▸ **Task statement**: Keeping each word and mark in place, write out the full listing once more.

▸ **Supplied entries**:
══════
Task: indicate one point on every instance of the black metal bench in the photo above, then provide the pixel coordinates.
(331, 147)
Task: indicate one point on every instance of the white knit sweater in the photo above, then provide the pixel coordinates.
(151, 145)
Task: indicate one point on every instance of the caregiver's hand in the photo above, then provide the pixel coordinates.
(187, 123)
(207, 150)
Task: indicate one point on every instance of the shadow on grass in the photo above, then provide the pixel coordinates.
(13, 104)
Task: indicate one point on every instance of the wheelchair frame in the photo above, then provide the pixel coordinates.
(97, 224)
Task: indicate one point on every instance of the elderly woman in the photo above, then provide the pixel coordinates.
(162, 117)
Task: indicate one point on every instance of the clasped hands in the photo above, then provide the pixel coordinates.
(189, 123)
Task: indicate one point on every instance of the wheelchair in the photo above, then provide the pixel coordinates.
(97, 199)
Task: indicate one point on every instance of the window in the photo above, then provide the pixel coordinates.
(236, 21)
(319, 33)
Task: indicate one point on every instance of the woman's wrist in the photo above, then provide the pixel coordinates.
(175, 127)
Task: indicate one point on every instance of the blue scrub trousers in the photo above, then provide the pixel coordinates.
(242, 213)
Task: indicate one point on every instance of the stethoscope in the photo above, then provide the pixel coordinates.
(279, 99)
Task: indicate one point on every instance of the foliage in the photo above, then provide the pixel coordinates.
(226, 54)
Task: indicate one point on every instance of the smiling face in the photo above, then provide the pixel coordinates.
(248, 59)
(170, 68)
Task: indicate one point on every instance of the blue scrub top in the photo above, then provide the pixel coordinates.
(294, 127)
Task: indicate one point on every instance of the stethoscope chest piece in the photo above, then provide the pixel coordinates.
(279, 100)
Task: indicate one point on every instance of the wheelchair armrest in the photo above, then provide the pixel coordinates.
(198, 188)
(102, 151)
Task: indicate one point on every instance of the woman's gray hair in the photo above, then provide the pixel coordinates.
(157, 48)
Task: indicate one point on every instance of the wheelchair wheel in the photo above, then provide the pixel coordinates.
══════
▸ **Exercise answer**:
Task: indicate one point on every instance of the black metal bench in the photo above, then provide the pixel coordinates.
(331, 147)
Task: indicate one point on every instance of the white knit sweater in the photo above, then provide the pixel coordinates.
(151, 145)
Task: indicate one point on every instance of the caregiver's hand in the photo above, then provide the pixel coordinates.
(187, 123)
(207, 150)
Task: indicate one point on every instance of the shadow on grass in the photo above, then provide the pixel coordinates.
(13, 104)
Task: indicate one point on every instance of the wheelchair frame in the photo above, then provide the pixel coordinates.
(97, 224)
Task: indicate one point on every instance of the elderly woman in the photo above, then provide the pixel coordinates.
(162, 117)
Task: indicate one point on every instance of the clasped hands in the photo above, then provide the pixel coordinates.
(189, 123)
Task: indicate one point on every instance of the wheelchair in the photo above, then provide the pixel coordinates.
(97, 199)
Task: indicate one point on every instance of the window in the photo above, then provide the pixel coordinates.
(236, 21)
(319, 33)
Task: indicate one point on every instance of the woman's wrist in the photo above, then provide the pixel coordinates.
(175, 127)
Task: indicate one point on every instance of the blue scrub trousers in the photo above, then provide the pixel coordinates.
(242, 213)
Task: indicate one point on every instance of the stethoscope in the photo above, then provide the pixel coordinates.
(279, 99)
Task: indicate one point on every instance of the foliage in the photo above, then provide the pixel coordinates.
(226, 54)
Task: indicate one point on every instance of the smiling face in the photo above, then provide the pixel coordinates.
(248, 59)
(170, 68)
Task: indicate one point on every instance of the blue scrub top in the photo above, then provide the pixel coordinates.
(294, 127)
Task: indicate one point on every instance of the stethoscope chest piece in the photo above, then provide the pixel coordinates.
(279, 100)
Task: indicate one point on every instance of the wheelchair armrest in the photo above, then provide the pixel coordinates.
(198, 188)
(102, 151)
Task: indicate one point on every instance of the woman's gray hair in the photo above, then provide the pixel coordinates.
(157, 48)
Task: indicate one point on every instance of the wheelchair wheel in the photo above, then provide the pixel coordinates.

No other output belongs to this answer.